- **Yazılı Görevler**:
• a. Kaynak metnin deprem kaynaklı ekonomik yıkımları ülke ekonomisi için en önemli risk unsuru olarak görmesinin nedenini kısaca açıklayın.
• b. Kaynak metinde "Etkileri onlarca yıl" ile başlayıp "gerektiğini, sözlerine ekledi." ile biten kısmı değiştirmeden geri verin.
• c. Kaynak metne göre aşağıdaki soruları yanıtlayın.
(i) Ulusal Deprem Konseyi hangi yıl lağvedildi?
(ii) Eyüp Sevimli hangi görevde bulunuyor?
(iii) Bilim insanları benzer ikazları defalarca hangi şehir için yapıyor?

Deprem Fonu için de, benzer bir model kurgulanabilir.
Fonda toplanacak kaynağın, amacı dışında kullanılmayacağı yasal güvenceye bağlanarak;
profesyonelce yönetilip nemalandırması, sağlanabilir.
Etkileri onlarca yıl süren deprem kaynaklı ekonomik yıkımlar,
ülkemiz ekonomisi üzerinde en önemli risk unsurunu oluşturuyor.
Sadece konutlar değil;
fabrikalarımız ve üretim tesislerimiz de
gerek yapısal özellikleri, gerekse acil durum planları ile depremlere hazır olmalı.”
İZBAŞ Yönetim Kurulu Başkanı Eyüp Sevimli,
1999 depreminden sonra oluşturulmasına rağmen; 2007 yılında lağvedilen
Ulusal Deprem Konseyi’nin de yeniden kurularak,
alanlarında uzman bilim insanlarının kamu otoritesinin liderliğinde,
bir araya getirilmesi gerektiğini, sözlerine ekledi.
Türkiye’nin en yetkin deprem bilimcilerinin,
Kahramanmaraş yöresindeki depremler için defalarca uyarılarda bulunduklarını;
depremin yeri ve şiddetine yönelik nokta atışı tahminler yaptıklarını anımsatan Sevimli,
sözlerini şöyle sürdürdü:
“Benzer ikazlar;
bilim insanlarımız tarafından defalarca, İstanbul için yapılıyor.

- **Kayıtlı Veriler**:
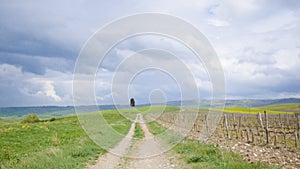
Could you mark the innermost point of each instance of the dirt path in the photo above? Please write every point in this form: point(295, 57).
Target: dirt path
point(110, 160)
point(145, 153)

- **Sonuçlar**:
• a. Kaynak metne göre deprem kaynaklı ekonomik yıkımların etkileri onlarca yıl sürüyor. Bu yüzden bu yıkımlar ülke ekonomisi üzerindeki en önemli risk unsurunu oluşturuyor.

• b.
Etkileri onlarca yıl süren deprem kaynaklı ekonomik yıkımlar,
ülkemiz ekonomisi üzerinde en önemli risk unsurunu oluşturuyor.
Sadece konutlar değil;
fabrikalarımız ve üretim tesislerimiz de
gerek yapısal özellikleri, gerekse acil durum planları ile depremlere hazır olmalı.”
İZBAŞ Yönetim Kurulu Başkanı Eyüp Sevimli,
1999 depreminden sonra oluşturulmasına rağmen; 2007 yılında lağvedilen
Ulusal Deprem Konseyi’nin de yeniden kurularak,
alanlarında uzman bilim insanlarının kamu otoritesinin liderliğinde,
bir araya getirilmesi gerektiğini, sözlerine ekledi.

• c.
(i) 2007
(ii) İZBAŞ Yönetim Kurulu Başkanı
(iii) İstanbul